Text block →
[start]

# New here could use some advice for White LT-14 Riding mower



## spankey1473 (Jul 12, 2015)

Hi, I'm new here and was curious if anyone can offer me some guidance or assistance.

I have a White LT-14 Riding mower with a dual blade deck. I mow at the highest height as I like a tall lawn. My blades are sharp and the inside of the deck is clean. I just scrapped it out last week with a putty knife.

Any rate, I'm noticing that when I mow a taller grass, the left side (The non chute side) is leaving a line of cut grass behind. Almost like a trail of already cut grass. I have to go back over it to blow it out the chute. I just mowed my neighbors yard to help them out and he push mows it. He had clumps of grass everywhere from his mower. So as I was mowing the newly grown grass along with his left behind clumps I was leaving a trail behind on the left side of the rider. Again this trail is grass clippings. 

I'm thinking it could be one of these things.
Mowing too fast (Speed) I mow in 4th can go to 6
Blade belt possibly starting to stretch and not spinning the blades fast enough. (However I doubt this because I'm not leaving any un cut grass behind at all in any speed)
Deck is too high allowing grass to come out under the left front of the deck?

This seems to have started to happen this season as I don't recall this happening last season at all. Which kind of leans me to the blade belt slipping on the blade pulleys?

Thanks for any help anyone can offer. I really appreciate it. I have other questions about this mower but will hold off until I get some replies on this thread.

[end]

[Object position labeling entries]
[start]

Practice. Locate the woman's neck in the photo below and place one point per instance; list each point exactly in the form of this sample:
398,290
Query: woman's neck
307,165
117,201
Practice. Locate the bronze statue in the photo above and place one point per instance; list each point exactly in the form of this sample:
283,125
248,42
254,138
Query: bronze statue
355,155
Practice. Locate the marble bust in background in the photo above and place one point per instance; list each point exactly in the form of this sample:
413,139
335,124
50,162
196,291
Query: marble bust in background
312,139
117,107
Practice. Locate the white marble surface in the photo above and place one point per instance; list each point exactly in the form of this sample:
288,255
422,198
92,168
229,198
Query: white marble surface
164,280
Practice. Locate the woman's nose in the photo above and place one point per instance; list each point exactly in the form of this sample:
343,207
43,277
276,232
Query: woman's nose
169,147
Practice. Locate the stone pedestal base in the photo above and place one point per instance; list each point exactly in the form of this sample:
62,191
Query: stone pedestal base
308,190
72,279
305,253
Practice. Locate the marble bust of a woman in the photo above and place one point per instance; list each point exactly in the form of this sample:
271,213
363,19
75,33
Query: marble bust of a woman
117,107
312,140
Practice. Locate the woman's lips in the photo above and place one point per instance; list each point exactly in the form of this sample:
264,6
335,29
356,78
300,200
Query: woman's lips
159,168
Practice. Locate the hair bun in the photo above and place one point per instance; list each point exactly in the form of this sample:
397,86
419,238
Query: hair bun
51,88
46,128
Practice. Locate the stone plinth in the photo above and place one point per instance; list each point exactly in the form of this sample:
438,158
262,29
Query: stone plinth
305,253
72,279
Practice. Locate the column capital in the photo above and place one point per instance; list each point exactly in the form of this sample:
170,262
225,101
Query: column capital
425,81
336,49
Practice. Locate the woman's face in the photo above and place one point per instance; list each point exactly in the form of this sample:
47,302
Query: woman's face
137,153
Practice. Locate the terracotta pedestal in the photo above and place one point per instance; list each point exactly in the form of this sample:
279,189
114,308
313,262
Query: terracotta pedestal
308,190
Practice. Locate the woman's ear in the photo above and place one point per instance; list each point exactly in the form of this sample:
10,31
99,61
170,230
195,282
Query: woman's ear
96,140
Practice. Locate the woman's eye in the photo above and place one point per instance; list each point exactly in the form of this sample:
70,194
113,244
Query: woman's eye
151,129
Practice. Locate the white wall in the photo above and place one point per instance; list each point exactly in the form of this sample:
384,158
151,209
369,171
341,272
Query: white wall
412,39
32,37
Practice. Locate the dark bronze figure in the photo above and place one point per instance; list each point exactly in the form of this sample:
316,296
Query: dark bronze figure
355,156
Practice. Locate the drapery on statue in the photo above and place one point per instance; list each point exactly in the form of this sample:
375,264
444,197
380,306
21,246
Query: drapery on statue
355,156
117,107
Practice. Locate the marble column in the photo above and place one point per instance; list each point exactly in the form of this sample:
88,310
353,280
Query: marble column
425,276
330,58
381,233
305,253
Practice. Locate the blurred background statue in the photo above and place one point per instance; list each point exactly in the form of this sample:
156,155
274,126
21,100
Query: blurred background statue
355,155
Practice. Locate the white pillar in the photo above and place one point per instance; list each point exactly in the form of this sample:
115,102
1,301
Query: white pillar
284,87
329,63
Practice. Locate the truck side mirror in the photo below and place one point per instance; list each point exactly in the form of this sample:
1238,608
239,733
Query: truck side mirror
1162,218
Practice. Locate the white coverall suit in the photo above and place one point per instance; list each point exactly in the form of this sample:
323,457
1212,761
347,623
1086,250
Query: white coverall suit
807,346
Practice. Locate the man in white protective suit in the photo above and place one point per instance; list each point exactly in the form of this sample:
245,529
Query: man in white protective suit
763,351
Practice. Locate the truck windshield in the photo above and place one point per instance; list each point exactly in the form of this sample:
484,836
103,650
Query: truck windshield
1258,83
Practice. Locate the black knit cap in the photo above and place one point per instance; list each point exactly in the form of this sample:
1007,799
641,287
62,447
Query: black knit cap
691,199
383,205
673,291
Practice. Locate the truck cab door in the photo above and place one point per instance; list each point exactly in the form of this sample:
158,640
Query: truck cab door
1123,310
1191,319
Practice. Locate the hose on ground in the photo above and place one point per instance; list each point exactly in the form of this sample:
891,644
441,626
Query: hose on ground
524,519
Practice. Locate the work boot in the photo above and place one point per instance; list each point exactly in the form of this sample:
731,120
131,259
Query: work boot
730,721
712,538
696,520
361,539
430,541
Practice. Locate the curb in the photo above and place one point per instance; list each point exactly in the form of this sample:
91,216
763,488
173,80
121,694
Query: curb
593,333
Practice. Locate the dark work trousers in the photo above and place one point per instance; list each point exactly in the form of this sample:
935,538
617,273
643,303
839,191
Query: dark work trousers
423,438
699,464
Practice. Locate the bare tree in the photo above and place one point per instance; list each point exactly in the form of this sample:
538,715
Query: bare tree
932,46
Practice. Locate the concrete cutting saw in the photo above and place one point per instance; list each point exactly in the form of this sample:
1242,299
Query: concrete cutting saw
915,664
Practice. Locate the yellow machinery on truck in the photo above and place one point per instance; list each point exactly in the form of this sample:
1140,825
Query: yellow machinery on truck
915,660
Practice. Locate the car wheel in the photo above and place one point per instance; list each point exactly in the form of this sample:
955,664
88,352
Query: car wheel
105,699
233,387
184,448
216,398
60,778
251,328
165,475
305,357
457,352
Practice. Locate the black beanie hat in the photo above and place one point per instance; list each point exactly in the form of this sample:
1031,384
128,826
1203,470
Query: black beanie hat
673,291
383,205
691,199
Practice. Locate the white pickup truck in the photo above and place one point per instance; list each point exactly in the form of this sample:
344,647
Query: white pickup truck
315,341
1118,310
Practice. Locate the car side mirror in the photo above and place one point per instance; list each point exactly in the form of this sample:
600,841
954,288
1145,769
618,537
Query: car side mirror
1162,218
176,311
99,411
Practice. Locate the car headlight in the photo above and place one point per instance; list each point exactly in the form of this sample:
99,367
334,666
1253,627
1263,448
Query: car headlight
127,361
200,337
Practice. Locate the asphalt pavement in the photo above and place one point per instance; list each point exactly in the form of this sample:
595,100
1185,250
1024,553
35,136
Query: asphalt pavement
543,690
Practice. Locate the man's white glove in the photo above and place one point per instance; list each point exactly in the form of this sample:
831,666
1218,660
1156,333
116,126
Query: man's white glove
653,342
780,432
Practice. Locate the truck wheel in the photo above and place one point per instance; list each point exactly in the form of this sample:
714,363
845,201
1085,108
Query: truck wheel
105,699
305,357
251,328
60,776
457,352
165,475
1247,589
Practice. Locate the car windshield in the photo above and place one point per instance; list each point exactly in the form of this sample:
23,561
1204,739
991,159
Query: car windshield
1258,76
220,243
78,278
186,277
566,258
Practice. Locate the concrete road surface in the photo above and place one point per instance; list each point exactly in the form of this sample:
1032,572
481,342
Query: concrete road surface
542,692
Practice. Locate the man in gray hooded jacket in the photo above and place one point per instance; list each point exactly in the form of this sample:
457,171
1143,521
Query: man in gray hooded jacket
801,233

[end]

Task set →
- A) In the riding mower post, what did the poster use to scrape out the inside of the deck?
- B) Reproduce the passage of the riding mower post that opens with the words containing "## spankey1473 (Jul" and closes with "is grass clippings.".
- C) Take the riding mower post further, continuing from its last sentence.
The items are not needed for anything here.

Responses to the exercise →
- A) A putty knife.

- B)
## spankey1473 (Jul 12, 2015)

Hi, I'm new here and was curious if anyone can offer me some guidance or assistance.

I have a White LT-14 Riding mower with a dual blade deck. I mow at the highest height as I like a tall lawn. My blades are sharp and the inside of the deck is clean. I just scrapped it out last week with a putty knife.

Any rate, I'm noticing that when I mow a taller grass, the left side (The non chute side) is leaving a line of cut grass behind. Almost like a trail of already cut grass. I have to go back over it to blow it out the chute. I just mowed my neighbors yard to help them out and he push mows it. He had clumps of grass everywhere from his mower. So as I was mowing the newly grown grass along with his left behind clumps I was leaving a trail behind on the left side of the rider. Again this trail is grass clippings.

- C)
Thanks


----------



## jhngardner367 (Apr 5, 2011)

This will happen if the deck is set high,and it could be from a slipping belt, but you sat it's only on the non-chute side,so I'm thinking it is losing"push" because of the high setting Most decks operate by forming a Pressure,and a vacuum,to move the grass clippings out. If the deck is too high,or the lift of the blades is not good enough,it will cut,but leave trails. Check the" bat-ears",on the blades. These are the upturned part at the ends. If they're worn, it can cause it.

A deck that isn't leveled will also do it.


----------



## spankey1473 (Jul 12, 2015)

Thank u. I sharpened the blades last week and the ears look good. Come to think of it last year I mowed on the next to high setting and now this year the highest. I bet that's it. 

Next mow I'll try going down to the next setting and see what happens. 
Deck is level, I thought that also and checked it today it's dead center on the bubble.

Thanks again


----------



## jhngardner367 (Apr 5, 2011)

Anytime,....and by the way..Welcome to the forum !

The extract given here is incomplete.